PROVIDED INFORMATION Start Marker
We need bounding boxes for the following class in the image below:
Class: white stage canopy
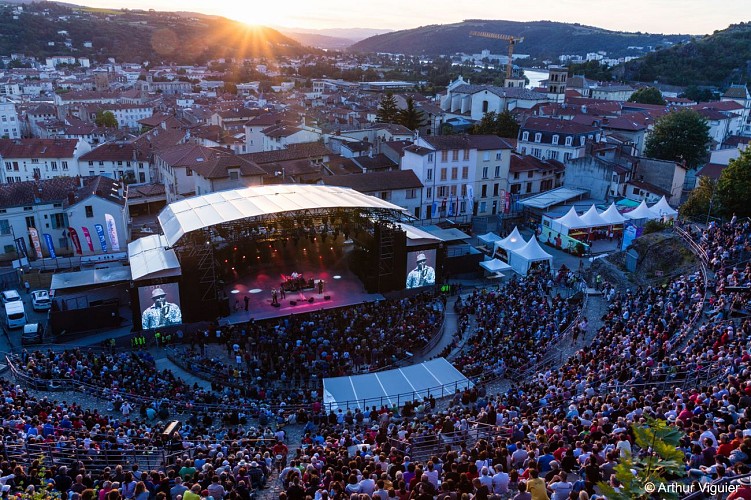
[128,234,181,281]
[552,207,588,233]
[651,196,678,219]
[624,200,660,220]
[480,258,513,273]
[600,203,626,224]
[322,358,472,410]
[494,227,527,255]
[508,236,553,276]
[397,223,443,247]
[159,184,409,246]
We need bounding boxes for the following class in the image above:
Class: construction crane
[469,31,524,80]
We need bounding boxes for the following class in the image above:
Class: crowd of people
[3,218,751,500]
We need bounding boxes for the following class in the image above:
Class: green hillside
[0,2,313,65]
[622,22,751,86]
[349,19,688,59]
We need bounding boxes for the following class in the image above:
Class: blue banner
[43,233,57,259]
[94,224,108,252]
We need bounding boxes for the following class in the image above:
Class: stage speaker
[308,297,314,303]
[324,295,331,300]
[290,300,297,306]
[219,297,230,317]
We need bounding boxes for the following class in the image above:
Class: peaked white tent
[651,196,678,219]
[477,232,502,245]
[508,236,553,276]
[494,227,527,256]
[600,203,626,224]
[578,205,608,228]
[624,200,660,220]
[551,207,588,234]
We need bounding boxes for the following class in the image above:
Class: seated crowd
[3,218,751,500]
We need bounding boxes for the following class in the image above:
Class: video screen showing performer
[139,283,182,330]
[406,249,436,289]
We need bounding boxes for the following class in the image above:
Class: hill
[621,22,751,87]
[349,19,689,59]
[281,31,355,50]
[0,2,315,65]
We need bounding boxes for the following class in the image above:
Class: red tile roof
[0,138,80,159]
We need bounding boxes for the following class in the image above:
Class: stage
[220,238,384,323]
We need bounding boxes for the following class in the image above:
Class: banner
[67,227,82,255]
[447,196,455,216]
[94,224,108,252]
[431,200,438,218]
[81,227,95,252]
[104,213,120,252]
[43,233,57,259]
[14,237,28,258]
[28,227,43,259]
[504,191,511,214]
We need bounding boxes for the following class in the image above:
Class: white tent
[651,196,678,219]
[128,235,181,281]
[508,236,553,276]
[494,227,527,255]
[477,232,502,245]
[578,205,608,227]
[624,200,660,220]
[551,207,588,234]
[479,258,513,274]
[322,358,471,410]
[600,203,627,224]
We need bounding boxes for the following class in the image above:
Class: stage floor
[221,244,384,323]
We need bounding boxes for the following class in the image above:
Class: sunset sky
[74,0,745,35]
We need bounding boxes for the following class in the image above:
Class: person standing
[244,295,249,311]
[271,289,278,305]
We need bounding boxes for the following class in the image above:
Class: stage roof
[419,225,471,243]
[158,184,410,246]
[397,223,443,247]
[128,234,181,281]
[520,187,588,210]
[323,358,471,410]
[50,266,131,292]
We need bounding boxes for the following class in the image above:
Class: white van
[4,301,26,329]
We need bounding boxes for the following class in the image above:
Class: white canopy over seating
[600,203,627,224]
[477,232,502,245]
[508,236,553,276]
[624,200,660,220]
[479,258,513,274]
[322,358,471,410]
[578,205,608,228]
[128,234,181,281]
[552,207,588,234]
[651,196,678,219]
[494,227,527,255]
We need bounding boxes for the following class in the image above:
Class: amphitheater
[2,220,750,500]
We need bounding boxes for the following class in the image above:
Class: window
[552,135,559,145]
[482,167,489,179]
[479,201,486,213]
[534,133,542,143]
[441,150,448,162]
[528,171,534,179]
[117,161,123,166]
[437,186,447,197]
[31,158,39,164]
[461,166,469,179]
[0,220,10,235]
[61,161,68,171]
[513,173,519,180]
[229,171,239,180]
[565,136,573,146]
[428,154,434,162]
[426,187,432,199]
[85,206,94,218]
[460,201,466,213]
[632,187,640,195]
[426,169,432,181]
[50,161,57,171]
[531,148,542,158]
[526,182,532,193]
[522,131,529,141]
[380,191,391,201]
[406,188,417,199]
[99,161,104,166]
[51,213,66,229]
[450,185,457,196]
[452,150,459,161]
[440,168,447,181]
[483,152,490,162]
[451,167,458,180]
[88,161,94,166]
[463,149,469,160]
[549,150,559,160]
[4,162,10,171]
[461,184,467,196]
[493,184,499,197]
[496,152,502,161]
[510,184,521,194]
[520,147,527,155]
[494,165,500,178]
[25,216,35,228]
[482,100,489,113]
[186,168,193,176]
[481,184,488,198]
[564,152,573,162]
[580,137,586,146]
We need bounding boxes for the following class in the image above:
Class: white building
[78,141,153,184]
[0,98,21,139]
[517,117,602,162]
[439,76,549,121]
[321,170,423,218]
[0,138,90,183]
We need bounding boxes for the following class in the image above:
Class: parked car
PROVIDED INFORMATION End Marker
Please output all of the entries exactly as they appear, with no pictures.

RESPONSE BELOW:
We need bounding boxes for the following class in the image below:
Class: white stage canopy
[128,234,181,281]
[552,207,588,233]
[651,196,678,219]
[624,200,660,220]
[480,258,513,273]
[600,203,626,224]
[322,358,472,410]
[494,227,527,255]
[508,236,553,276]
[397,223,443,247]
[159,184,409,246]
We need bounding boxes for the following class in the image above:
Class: construction crane
[469,31,524,80]
We need bounding boxes for the following class in the image above:
Class: crowd of people
[3,218,751,500]
We need bounding boxes for the following class in the image above:
Class: green hillside
[0,2,313,65]
[622,22,751,86]
[349,19,688,59]
We need bounding boxes for the following class in the image above:
Class: blue banner
[43,233,57,259]
[94,224,108,252]
We need bounding boxes for the following class in the image above:
Class: stage speaker
[308,297,314,303]
[324,295,331,300]
[290,300,297,306]
[219,297,230,317]
We need bounding boxes for the following class in the image above:
Class: peaked white tent
[651,196,678,219]
[477,232,502,245]
[508,236,553,276]
[494,227,527,256]
[600,203,626,224]
[578,205,608,228]
[624,200,660,220]
[551,207,588,234]
We need bounding boxes for the following class in the image above:
Class: seated crowd
[3,218,751,500]
We need bounding boxes for the following class in the image above:
Class: video screen showing performer
[139,283,182,330]
[406,249,436,289]
We need bounding boxes for the following class in the image above:
Class: hill
[621,22,751,87]
[349,19,689,59]
[281,31,355,50]
[0,2,315,65]
We need bounding boxes for the following class in the image above:
Class: red tile roof
[0,138,80,159]
We need bounding boxes for the following class in the image above:
Class: stage
[220,238,384,323]
We need bounding boxes for the following class in the image above:
Class: banner
[67,227,82,255]
[447,196,455,216]
[94,224,108,252]
[431,200,438,218]
[81,227,95,252]
[104,213,120,252]
[43,233,57,259]
[14,237,28,258]
[28,227,43,259]
[504,191,511,214]
We need bounding boxes for the following class in the image above:
Class: white tent
[651,196,678,219]
[128,235,181,281]
[508,236,553,276]
[494,227,527,255]
[477,232,502,245]
[578,205,608,227]
[624,200,660,220]
[551,207,588,234]
[479,258,513,274]
[322,358,471,410]
[600,203,627,224]
We need bounding boxes for the following class in the image above:
Class: stage floor
[221,244,384,323]
We need bounding boxes for the following class in the image above:
Class: sunset sky
[74,0,745,35]
We need bounding boxes for the following class in the image above:
Class: person standing
[244,295,249,311]
[271,289,278,305]
We need bounding boxes for the following class in the image above:
Class: stage roof
[419,225,471,243]
[158,184,410,246]
[397,223,443,247]
[128,234,181,281]
[520,187,588,210]
[323,358,471,410]
[50,266,131,292]
We need bounding boxes for the following class in the image above:
Class: white van
[4,301,26,329]
We need bounding boxes for the following class in the image above:
Class: white canopy over seating
[600,203,627,224]
[477,232,502,245]
[508,236,553,276]
[624,200,660,220]
[479,258,513,274]
[322,358,471,410]
[578,205,608,228]
[128,234,181,281]
[552,207,588,234]
[651,196,678,219]
[494,227,527,255]
We need bounding boxes for the following class in the image above:
Class: amphitheater
[2,220,750,500]
We need bounding boxes for the following class in the image above:
Class: window
[552,135,559,145]
[482,167,489,179]
[479,201,486,213]
[534,133,542,143]
[441,150,448,162]
[528,171,534,179]
[117,161,123,166]
[437,186,447,197]
[31,158,39,164]
[461,166,469,179]
[0,220,10,235]
[61,161,68,171]
[513,173,519,180]
[229,171,239,180]
[565,136,573,146]
[428,154,434,162]
[426,187,432,199]
[85,206,94,218]
[460,201,466,213]
[632,187,640,195]
[426,169,432,181]
[50,161,57,171]
[531,148,542,158]
[526,182,532,193]
[522,131,529,141]
[380,191,391,201]
[406,188,417,199]
[99,161,104,166]
[51,213,66,229]
[450,185,457,196]
[452,150,459,161]
[440,168,447,181]
[483,152,490,162]
[451,167,458,180]
[88,161,94,166]
[463,149,469,160]
[549,150,559,160]
[4,162,10,171]
[461,184,467,196]
[493,184,499,197]
[496,152,502,161]
[510,184,521,194]
[520,147,527,155]
[494,165,500,178]
[25,216,35,228]
[482,100,489,113]
[186,168,193,176]
[481,184,488,198]
[564,152,573,162]
[580,137,586,146]
We need bounding boxes for the following class in the image above:
Class: white building
[78,141,153,184]
[0,98,21,139]
[517,117,602,162]
[439,76,549,121]
[321,170,423,218]
[0,138,90,183]
We need bounding boxes for the following class in the image above:
Class: parked car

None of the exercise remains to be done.